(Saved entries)

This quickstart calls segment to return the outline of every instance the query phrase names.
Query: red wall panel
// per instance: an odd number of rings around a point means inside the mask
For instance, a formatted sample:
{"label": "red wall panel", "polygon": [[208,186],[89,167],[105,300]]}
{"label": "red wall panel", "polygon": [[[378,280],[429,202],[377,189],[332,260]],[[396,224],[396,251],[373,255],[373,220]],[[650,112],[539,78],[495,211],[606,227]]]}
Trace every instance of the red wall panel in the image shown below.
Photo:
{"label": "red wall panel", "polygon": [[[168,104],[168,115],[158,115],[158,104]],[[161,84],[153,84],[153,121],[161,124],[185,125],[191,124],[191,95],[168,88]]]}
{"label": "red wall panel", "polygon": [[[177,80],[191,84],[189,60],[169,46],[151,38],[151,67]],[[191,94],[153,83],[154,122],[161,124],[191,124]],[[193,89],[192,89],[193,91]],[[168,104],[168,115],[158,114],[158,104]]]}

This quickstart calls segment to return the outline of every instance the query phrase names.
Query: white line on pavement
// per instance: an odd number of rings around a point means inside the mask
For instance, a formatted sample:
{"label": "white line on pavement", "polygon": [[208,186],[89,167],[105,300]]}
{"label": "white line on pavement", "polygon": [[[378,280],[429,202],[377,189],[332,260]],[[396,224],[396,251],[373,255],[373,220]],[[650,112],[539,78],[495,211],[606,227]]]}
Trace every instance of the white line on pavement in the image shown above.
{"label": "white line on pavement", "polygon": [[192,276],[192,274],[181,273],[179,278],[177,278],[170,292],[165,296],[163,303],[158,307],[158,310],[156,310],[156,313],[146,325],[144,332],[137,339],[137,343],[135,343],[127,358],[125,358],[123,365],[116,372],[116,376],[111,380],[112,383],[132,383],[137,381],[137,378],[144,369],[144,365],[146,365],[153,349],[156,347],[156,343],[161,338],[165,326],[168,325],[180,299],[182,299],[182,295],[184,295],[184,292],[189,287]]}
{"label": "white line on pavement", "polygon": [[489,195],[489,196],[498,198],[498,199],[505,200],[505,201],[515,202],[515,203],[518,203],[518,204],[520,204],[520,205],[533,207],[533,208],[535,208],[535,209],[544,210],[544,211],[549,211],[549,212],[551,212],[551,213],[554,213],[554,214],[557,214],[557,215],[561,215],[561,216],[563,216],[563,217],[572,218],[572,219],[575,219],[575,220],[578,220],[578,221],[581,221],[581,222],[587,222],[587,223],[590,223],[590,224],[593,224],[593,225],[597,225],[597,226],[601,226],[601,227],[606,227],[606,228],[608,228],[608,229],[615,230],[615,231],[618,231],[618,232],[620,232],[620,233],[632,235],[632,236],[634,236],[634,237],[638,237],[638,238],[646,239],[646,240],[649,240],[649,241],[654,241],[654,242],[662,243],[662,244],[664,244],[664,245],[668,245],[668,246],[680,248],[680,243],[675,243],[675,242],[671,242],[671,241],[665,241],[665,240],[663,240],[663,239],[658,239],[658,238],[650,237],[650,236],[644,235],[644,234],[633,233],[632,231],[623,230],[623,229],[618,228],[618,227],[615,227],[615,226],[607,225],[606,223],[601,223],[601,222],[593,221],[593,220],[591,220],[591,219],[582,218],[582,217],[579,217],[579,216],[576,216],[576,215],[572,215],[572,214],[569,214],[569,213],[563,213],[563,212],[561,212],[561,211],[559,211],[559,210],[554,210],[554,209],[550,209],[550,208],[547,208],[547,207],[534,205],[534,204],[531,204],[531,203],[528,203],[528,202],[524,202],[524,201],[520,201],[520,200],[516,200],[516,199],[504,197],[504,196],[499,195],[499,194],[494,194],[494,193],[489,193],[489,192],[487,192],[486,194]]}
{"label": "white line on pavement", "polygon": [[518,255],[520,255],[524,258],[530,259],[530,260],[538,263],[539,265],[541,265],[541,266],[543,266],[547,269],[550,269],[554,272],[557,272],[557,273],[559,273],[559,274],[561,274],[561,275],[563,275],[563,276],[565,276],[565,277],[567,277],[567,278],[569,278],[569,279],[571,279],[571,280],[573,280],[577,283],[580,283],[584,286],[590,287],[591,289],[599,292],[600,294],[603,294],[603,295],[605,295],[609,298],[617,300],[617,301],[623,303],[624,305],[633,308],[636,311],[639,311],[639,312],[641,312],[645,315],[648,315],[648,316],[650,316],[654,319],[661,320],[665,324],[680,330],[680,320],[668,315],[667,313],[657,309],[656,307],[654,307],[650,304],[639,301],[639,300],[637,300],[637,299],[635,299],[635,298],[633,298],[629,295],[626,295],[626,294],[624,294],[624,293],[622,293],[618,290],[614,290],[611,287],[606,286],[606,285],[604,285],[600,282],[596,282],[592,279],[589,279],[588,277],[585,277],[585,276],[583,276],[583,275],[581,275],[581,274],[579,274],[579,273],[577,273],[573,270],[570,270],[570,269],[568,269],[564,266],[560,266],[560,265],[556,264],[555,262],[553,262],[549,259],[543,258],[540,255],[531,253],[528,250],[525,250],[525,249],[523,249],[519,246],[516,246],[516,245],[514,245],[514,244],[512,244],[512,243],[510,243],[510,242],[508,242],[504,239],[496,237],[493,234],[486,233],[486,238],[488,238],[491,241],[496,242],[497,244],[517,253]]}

Your assignment:
All the data must be duplicated exactly, with nothing added or removed.

Output for this exercise:
This quickstart calls segment to return the outline of every instance the query phrase names.
Query: red wall panel
// per instance: an odd number of rings around a point means inside the mask
For instance, a formatted sample:
{"label": "red wall panel", "polygon": [[208,186],[89,167],[105,300]]}
{"label": "red wall panel", "polygon": [[[378,280],[429,202],[377,189],[332,260]],[[396,224],[396,251],[373,255],[373,220]],[[650,112],[539,78],[495,211],[606,227]]]}
Trace every instance of the red wall panel in the image shown below.
Photo:
{"label": "red wall panel", "polygon": [[[168,104],[168,115],[158,115],[158,104]],[[161,84],[153,84],[153,121],[161,124],[185,125],[191,124],[191,95],[168,88]]]}
{"label": "red wall panel", "polygon": [[[177,80],[191,84],[189,60],[169,46],[151,38],[151,67]],[[191,94],[153,83],[154,122],[161,124],[191,124]],[[193,89],[192,89],[193,91]],[[168,104],[168,115],[158,114],[158,104]]]}

This quickstart calls segment to return the outline of every instance the query phrase names.
Query: white line on pavement
// per instance: an odd number of rings around a point means inside the mask
For instance, a formatted sample:
{"label": "white line on pavement", "polygon": [[208,186],[89,167],[105,300]]}
{"label": "white line on pavement", "polygon": [[[378,280],[429,202],[377,189],[332,260]],[[396,224],[396,251],[373,255],[373,220]],[[650,112],[539,78],[495,211],[606,227]]]}
Trace every instance of the white line on pavement in the image shown above.
{"label": "white line on pavement", "polygon": [[192,276],[192,274],[181,273],[179,278],[177,278],[170,292],[165,296],[163,303],[158,307],[158,310],[156,310],[156,313],[146,325],[144,332],[137,339],[137,343],[135,343],[127,358],[125,358],[123,365],[116,372],[116,376],[111,380],[112,383],[132,383],[137,381],[137,378],[144,369],[144,365],[146,365],[153,349],[156,347],[156,343],[161,338],[165,326],[168,325],[180,299],[182,299],[182,295],[184,295],[184,292],[189,287]]}
{"label": "white line on pavement", "polygon": [[489,195],[489,196],[498,198],[498,199],[505,200],[505,201],[515,202],[515,203],[518,203],[518,204],[520,204],[520,205],[533,207],[533,208],[535,208],[535,209],[544,210],[544,211],[549,211],[549,212],[551,212],[551,213],[554,213],[554,214],[557,214],[557,215],[561,215],[561,216],[563,216],[563,217],[572,218],[572,219],[575,219],[575,220],[578,220],[578,221],[581,221],[581,222],[587,222],[587,223],[590,223],[590,224],[593,224],[593,225],[597,225],[597,226],[601,226],[601,227],[606,227],[606,228],[608,228],[608,229],[615,230],[615,231],[618,231],[618,232],[620,232],[620,233],[632,235],[632,236],[634,236],[634,237],[638,237],[638,238],[646,239],[646,240],[649,240],[649,241],[654,241],[654,242],[662,243],[662,244],[664,244],[664,245],[668,245],[668,246],[680,248],[680,243],[675,243],[675,242],[671,242],[671,241],[665,241],[665,240],[663,240],[663,239],[658,239],[658,238],[650,237],[650,236],[644,235],[644,234],[633,233],[632,231],[623,230],[623,229],[618,228],[618,227],[615,227],[615,226],[607,225],[606,223],[601,223],[601,222],[593,221],[593,220],[591,220],[591,219],[582,218],[582,217],[579,217],[579,216],[576,216],[576,215],[572,215],[572,214],[569,214],[569,213],[563,213],[563,212],[561,212],[561,211],[559,211],[559,210],[554,210],[554,209],[550,209],[550,208],[547,208],[547,207],[534,205],[534,204],[531,204],[531,203],[528,203],[528,202],[524,202],[524,201],[520,201],[520,200],[516,200],[516,199],[504,197],[504,196],[499,195],[499,194],[494,194],[494,193],[489,193],[489,192],[487,192],[486,194]]}
{"label": "white line on pavement", "polygon": [[518,255],[520,255],[524,258],[530,259],[530,260],[538,263],[539,265],[541,265],[541,266],[543,266],[547,269],[550,269],[554,272],[557,272],[557,273],[559,273],[559,274],[561,274],[561,275],[563,275],[563,276],[565,276],[565,277],[567,277],[567,278],[569,278],[569,279],[571,279],[571,280],[573,280],[577,283],[580,283],[584,286],[590,287],[591,289],[599,292],[600,294],[603,294],[603,295],[605,295],[609,298],[617,300],[617,301],[623,303],[624,305],[633,308],[636,311],[639,311],[639,312],[641,312],[645,315],[648,315],[648,316],[650,316],[654,319],[661,320],[665,324],[680,330],[680,320],[668,315],[667,313],[657,309],[656,307],[654,307],[650,304],[639,301],[639,300],[637,300],[637,299],[635,299],[635,298],[633,298],[629,295],[626,295],[626,294],[624,294],[624,293],[622,293],[618,290],[614,290],[611,287],[606,286],[606,285],[604,285],[600,282],[596,282],[592,279],[589,279],[588,277],[585,277],[585,276],[583,276],[583,275],[581,275],[581,274],[579,274],[579,273],[577,273],[573,270],[570,270],[570,269],[568,269],[564,266],[560,266],[560,265],[556,264],[555,262],[553,262],[549,259],[543,258],[540,255],[531,253],[528,250],[525,250],[525,249],[523,249],[519,246],[516,246],[516,245],[514,245],[514,244],[512,244],[512,243],[510,243],[510,242],[508,242],[504,239],[496,237],[493,234],[486,233],[486,238],[488,238],[491,241],[496,242],[497,244],[517,253]]}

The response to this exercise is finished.